(Text extract):
=======

Re: Is io_uring framework becoming bloated gradually? and introduces performace regression

From: Xiaoguang Wang <xiaoguang.wang@linux.alibaba.com>
To: Jens Axboe <axboe@kernel.dk>, io-uring@vger.kernel.org
Cc: Pavel Begunkov <asml.silence@gmail.com>,
	joseph qi <joseph.qi@linux.alibaba.com>,
	Jiufei Xue <jiufei.xue@linux.alibaba.com>
Subject: Re: Is io_uring framework becoming bloated gradually? and introduces performace regression
Date: Mon, 11 May 2020 11:30:27 +0800	[thread overview]
Message-ID: <113c34c8-9f17-7890-d12a-e35c7922432e@linux.alibaba.com> (raw)
In-Reply-To: <5828e2de-5976-20ae-e920-bf185c0bc52d@kernel.dk>

hi，

> On 5/8/20 9:18 AM, Xiaoguang Wang wrote:
>> hi,
>>
>> This issue was found when I tested IORING_FEAT_FAST_POLL feature, with
>> the newest upstream codes, indeed I find that io_uring's performace
>> improvement is not obvious compared to epoll in my test environment,
>> most of the time they are similar.  Test cases basically comes from:
>> https://github.com/frevib/io_uring-echo-server/blob/io-uring-feat-fast-poll/benchmarks/benchmarks.md.
>> In above url, the author's test results shows that io_uring will get a
>> big performace improvement compared to epoll. I'm still looking into
>> why I don't get the big improvement, currently don't know why, but I
>> find some obvious regression issue.
>>
>> I wrote a simple tool based io_uring nop operation to evaluate
>> io_uring framework in v5.1 and 5.7.0-rc4+(jens's io_uring-5.7 branch),
>> I see a obvious performace regression:
>>
>> v5.1 kernel:
>>       $sudo taskset -c 60 ./io_uring_nop_stress -r 300 # run 300 seconds
>>       total ios: 1832524960
>>       IOPS:      6108416
>> 5.7.0-rc4+
>>       $sudo taskset -c 60 ./io_uring_nop_stress -r 300
>>       total ios: 1597672304
>>       IOPS:      5325574
>> it's about 12% performance regression.
> 
> For sure there's a bit more bloat in 5.7+ compared to the initial slim
> version, and focus has been on features to a certain extent recently.
> The poll rework for 5.7 will really improve performance for the
> networked side though, so it's not like it's just piling on features
> that add bloat.
> 
> That said, I do think it's time for a revisit on overhead. It's been a
> while since I've done my disk IO testing. The nop testing isn't _that_
> interesting by itself, as a micro benchmark it does yield some results
> though. Are you running on bare metal or in a VM?
I run it on bare metal.

> 
>> Using perf can see many performance bottlenecks, for example,
>> io_submit_sqes is one.  For now, I did't make many analysis yet, just
>> have a look at io_submit_sqes(), there are many assignment operations
>> in io_init_req(), but I'm not sure whether they are all needed when
>> req is not needed to be punt to io-wq, for example,
>> INIT_IO_WORK(&req->work, io_wq_submit_work); # a whole struct
>> assignment from perf annotate tool, it's an expensive operation, I
>> think reqs that use fast poll feature use task-work function, so the
>> INIT_IO_WORK maybe not necessary.

=======

(Material shown):
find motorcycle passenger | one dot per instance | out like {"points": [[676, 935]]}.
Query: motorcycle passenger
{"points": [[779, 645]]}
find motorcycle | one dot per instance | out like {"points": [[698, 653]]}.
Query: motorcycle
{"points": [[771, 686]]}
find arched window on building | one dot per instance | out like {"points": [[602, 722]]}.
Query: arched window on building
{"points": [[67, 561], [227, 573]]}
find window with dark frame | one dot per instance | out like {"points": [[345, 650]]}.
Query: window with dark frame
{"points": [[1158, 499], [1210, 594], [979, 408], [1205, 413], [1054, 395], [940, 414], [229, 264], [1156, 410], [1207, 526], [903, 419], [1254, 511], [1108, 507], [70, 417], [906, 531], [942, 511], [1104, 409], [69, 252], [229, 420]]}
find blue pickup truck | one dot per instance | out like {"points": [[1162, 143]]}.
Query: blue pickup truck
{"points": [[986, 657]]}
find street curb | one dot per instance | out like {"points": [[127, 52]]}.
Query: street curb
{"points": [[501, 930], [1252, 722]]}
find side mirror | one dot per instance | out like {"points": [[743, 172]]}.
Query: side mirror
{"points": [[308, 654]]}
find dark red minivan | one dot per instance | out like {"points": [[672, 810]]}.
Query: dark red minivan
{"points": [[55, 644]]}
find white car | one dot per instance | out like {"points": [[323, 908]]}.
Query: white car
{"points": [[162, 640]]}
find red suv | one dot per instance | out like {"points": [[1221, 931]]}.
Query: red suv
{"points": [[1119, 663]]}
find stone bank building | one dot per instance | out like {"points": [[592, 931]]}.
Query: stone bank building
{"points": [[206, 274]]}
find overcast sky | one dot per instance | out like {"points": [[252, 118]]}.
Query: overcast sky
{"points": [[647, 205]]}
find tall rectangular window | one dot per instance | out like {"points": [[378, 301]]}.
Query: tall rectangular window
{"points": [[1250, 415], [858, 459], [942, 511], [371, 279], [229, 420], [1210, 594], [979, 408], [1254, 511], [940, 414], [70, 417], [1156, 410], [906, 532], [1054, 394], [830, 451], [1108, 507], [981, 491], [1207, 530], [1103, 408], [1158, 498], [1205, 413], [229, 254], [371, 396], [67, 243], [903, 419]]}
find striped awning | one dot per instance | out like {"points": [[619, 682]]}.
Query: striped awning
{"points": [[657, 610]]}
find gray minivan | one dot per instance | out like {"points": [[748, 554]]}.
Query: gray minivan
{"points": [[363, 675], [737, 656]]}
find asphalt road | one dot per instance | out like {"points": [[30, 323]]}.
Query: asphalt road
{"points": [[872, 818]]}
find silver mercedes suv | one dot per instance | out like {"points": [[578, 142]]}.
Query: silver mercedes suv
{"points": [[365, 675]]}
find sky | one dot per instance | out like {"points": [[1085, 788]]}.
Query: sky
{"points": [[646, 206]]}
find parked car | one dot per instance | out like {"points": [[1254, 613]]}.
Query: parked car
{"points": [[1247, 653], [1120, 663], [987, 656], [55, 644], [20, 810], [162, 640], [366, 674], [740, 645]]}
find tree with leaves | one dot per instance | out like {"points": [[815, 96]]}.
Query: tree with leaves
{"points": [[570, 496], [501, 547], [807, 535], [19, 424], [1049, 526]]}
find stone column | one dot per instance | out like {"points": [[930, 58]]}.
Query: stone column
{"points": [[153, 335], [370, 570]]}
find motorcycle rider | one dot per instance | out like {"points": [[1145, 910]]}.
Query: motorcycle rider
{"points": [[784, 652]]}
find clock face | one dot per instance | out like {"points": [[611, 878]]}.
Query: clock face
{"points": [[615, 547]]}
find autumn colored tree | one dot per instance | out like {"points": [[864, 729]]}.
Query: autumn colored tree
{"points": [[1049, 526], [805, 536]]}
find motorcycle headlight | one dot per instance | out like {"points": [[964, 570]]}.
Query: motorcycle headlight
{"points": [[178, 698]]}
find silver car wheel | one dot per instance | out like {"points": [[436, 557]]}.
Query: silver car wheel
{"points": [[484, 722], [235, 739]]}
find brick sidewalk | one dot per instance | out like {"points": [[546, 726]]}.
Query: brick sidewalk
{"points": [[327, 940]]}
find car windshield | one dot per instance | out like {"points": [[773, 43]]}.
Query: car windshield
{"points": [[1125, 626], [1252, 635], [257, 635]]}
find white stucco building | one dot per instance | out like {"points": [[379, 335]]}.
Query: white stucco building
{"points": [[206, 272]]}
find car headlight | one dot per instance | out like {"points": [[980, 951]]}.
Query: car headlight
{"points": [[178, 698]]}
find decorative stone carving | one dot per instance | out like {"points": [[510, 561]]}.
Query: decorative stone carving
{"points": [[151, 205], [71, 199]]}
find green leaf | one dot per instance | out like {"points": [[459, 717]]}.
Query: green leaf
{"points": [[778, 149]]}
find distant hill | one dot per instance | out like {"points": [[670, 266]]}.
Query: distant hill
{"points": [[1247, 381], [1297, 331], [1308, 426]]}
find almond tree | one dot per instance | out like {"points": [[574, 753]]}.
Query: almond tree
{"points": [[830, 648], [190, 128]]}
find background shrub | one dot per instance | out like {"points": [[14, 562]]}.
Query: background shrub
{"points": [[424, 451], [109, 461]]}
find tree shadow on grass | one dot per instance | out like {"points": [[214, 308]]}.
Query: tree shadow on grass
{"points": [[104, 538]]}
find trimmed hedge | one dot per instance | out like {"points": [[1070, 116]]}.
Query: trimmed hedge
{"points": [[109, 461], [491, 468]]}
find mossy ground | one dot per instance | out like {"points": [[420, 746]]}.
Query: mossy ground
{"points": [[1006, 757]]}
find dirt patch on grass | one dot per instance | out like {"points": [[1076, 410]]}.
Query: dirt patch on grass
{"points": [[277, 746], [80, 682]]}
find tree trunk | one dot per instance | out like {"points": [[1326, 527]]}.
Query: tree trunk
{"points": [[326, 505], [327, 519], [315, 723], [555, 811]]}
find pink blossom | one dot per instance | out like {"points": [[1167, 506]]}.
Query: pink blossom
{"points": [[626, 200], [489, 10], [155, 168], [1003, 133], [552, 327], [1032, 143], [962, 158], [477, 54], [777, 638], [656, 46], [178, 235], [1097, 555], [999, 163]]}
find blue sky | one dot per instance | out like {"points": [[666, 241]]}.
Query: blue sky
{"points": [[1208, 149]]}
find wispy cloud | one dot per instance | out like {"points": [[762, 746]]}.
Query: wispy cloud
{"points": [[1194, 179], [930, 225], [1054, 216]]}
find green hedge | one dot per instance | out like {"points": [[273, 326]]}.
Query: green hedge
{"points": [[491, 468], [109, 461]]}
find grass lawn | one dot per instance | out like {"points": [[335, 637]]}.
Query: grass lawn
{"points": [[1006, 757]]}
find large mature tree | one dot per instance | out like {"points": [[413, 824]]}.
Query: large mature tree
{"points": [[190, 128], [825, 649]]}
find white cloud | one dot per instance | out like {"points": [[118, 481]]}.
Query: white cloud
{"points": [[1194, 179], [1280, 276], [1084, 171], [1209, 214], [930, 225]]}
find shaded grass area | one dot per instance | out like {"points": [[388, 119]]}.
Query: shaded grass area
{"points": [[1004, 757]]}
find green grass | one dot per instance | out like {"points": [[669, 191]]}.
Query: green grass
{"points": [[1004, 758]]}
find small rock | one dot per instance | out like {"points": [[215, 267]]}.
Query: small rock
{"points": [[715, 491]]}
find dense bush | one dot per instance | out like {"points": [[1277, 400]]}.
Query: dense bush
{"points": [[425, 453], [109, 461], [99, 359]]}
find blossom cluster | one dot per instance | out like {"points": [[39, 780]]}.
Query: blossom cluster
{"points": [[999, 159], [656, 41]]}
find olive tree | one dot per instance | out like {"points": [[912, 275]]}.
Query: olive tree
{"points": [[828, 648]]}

=======

(To do):
- A) List every email address in the From, To and Cc lines of the io_uring message.
- B) Please quote the stretch of the io_uring message from "I run it on" through "maybe not necessary.".

(Solutions to each task):
- A)
xiaoguang.wang@linux.alibaba.com
axboe@kernel.dk
io-uring@vger.kernel.org
asml.silence@gmail.com
joseph.qi@linux.alibaba.com
jiufei.xue@linux.alibaba.com

- B)
I run it on bare metal.

> 
>> Using perf can see many performance bottlenecks, for example,
>> io_submit_sqes is one.  For now, I did't make many analysis yet, just
>> have a look at io_submit_sqes(), there are many assignment operations
>> in io_init_req(), but I'm not sure whether they are all needed when
>> req is not needed to be punt to io-wq, for example,
>> INIT_IO_WORK(&req->work, io_wq_submit_work); # a whole struct
>> assignment from perf annotate tool, it's an expensive operation, I
>> think reqs that use fast poll feature use task-work function, so the
>> INIT_IO_WORK maybe not necessary.